# [Given information]
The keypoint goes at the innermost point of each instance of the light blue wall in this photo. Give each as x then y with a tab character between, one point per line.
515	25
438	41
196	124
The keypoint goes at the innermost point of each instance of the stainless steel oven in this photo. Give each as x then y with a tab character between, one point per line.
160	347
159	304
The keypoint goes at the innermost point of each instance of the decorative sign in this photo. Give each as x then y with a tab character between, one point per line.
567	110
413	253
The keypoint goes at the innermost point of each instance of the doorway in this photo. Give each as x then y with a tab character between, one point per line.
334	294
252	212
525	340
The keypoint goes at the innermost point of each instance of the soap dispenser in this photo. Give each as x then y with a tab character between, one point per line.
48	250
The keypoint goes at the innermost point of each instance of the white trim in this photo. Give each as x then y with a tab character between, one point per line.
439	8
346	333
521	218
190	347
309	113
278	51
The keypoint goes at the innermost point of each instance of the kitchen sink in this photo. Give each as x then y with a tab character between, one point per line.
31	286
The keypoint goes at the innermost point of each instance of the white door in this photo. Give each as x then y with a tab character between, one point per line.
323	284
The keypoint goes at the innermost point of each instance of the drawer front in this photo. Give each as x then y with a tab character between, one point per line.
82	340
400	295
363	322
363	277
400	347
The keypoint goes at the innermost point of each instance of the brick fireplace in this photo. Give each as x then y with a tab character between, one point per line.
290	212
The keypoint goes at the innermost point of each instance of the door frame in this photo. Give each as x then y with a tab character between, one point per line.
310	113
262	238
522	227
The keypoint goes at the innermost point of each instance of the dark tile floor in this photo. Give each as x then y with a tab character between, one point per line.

# [Description of the task]
Once more, print all the records exactly.

# [Worked solution]
The keypoint goes at the innermost point of each instance of the light blue wall in this photo. Give each as x then y with a tab character between, one point per line.
515	25
438	41
196	124
The keypoint goes at the innermost point of each instance of the stainless steel oven in this photo. Give each as x then y with a tab character between, one point per line.
160	347
159	304
The keypoint goes at the innermost point of each instance of the decorative sign in this photo. Give each as x then y with a tab character between, one point per line.
567	110
413	253
The keypoint goes at the innermost point of each instance of the doorway in this photo. Give each as x then y with a tab character between, one point per line.
334	294
252	212
525	340
The keypoint goes at the innermost point of each instance of the soap dispenser in this photo. Give each as x then y with a tab character between, one point per line.
48	250
The keypoint goes at the innermost point of each instance of the white trim in this photo. Give each as x then y with a tab character between, one point per line.
439	8
346	333
521	218
190	347
309	113
278	51
The keypoint goes at the innermost point of each instance of the kitchen sink in this photo. Give each as x then y with a tab character between, one point per line.
31	286
The keypoint goes at the innermost point of each instance of the white door in this photo. Give each as x then y with a tab character between, one point per line.
323	284
The keypoint goes at the innermost point of each instance of the drawer front in this photo. Give each as x then y with a tab character between, one point per line.
82	340
400	295
363	322
363	277
400	347
The keypoint goes at the innermost point of each instance of the brick fireplace in this photo. Give each as x then y with a tab character between, one point per line.
290	212
The keypoint goes at the innermost point of each instance of the door frame in this photo. Give each as x then y with a tab character between, one point per line.
310	113
262	238
522	227
The keypoint goes at the innermost point of each instance of the dark tile floor in this photo. Give each as x then y with a tab character between, one point per line.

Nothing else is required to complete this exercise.